- _BRIEF_
Look through the lines below and copy each one that includes "polar".

[[ LISTED ENTRIES open ]]

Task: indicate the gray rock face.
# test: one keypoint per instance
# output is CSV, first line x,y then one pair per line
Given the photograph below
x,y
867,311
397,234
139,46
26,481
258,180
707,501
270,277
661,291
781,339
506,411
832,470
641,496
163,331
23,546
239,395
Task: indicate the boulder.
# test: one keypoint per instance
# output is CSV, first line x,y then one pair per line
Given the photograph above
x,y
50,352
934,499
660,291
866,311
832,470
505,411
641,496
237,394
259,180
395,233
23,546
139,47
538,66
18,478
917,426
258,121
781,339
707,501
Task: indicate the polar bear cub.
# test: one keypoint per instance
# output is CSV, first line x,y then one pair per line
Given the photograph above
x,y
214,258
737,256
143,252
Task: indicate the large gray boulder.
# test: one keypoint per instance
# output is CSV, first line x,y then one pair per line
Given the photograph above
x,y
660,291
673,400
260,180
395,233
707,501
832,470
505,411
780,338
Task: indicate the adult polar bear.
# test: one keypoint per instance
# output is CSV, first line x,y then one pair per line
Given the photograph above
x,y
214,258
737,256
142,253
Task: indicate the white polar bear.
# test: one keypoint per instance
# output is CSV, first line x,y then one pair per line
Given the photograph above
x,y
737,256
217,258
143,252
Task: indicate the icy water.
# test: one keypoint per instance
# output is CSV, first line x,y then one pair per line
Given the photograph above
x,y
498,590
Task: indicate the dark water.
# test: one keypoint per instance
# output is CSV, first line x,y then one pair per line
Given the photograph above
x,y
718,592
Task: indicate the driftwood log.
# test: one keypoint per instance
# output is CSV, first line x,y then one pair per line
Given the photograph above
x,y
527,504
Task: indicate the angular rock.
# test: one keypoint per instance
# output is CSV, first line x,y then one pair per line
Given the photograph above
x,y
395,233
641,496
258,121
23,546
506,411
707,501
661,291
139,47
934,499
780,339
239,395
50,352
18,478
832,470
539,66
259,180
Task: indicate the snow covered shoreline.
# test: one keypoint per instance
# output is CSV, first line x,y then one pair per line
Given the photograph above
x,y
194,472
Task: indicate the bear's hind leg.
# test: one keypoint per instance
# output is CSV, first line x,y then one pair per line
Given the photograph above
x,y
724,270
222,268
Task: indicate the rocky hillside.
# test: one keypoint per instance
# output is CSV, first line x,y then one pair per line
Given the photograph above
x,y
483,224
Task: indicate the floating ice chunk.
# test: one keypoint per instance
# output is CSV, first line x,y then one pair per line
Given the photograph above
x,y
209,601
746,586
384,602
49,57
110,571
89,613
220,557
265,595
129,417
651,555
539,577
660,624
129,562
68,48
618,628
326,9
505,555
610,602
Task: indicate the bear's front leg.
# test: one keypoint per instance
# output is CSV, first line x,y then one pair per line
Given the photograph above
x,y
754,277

[[ LISTED ENTRIES closed ]]

- _ANSWER BOX_
Task: indicate the polar bear cub.
Task: indicate the adult polar bear.
Task: indicate the white polar bear.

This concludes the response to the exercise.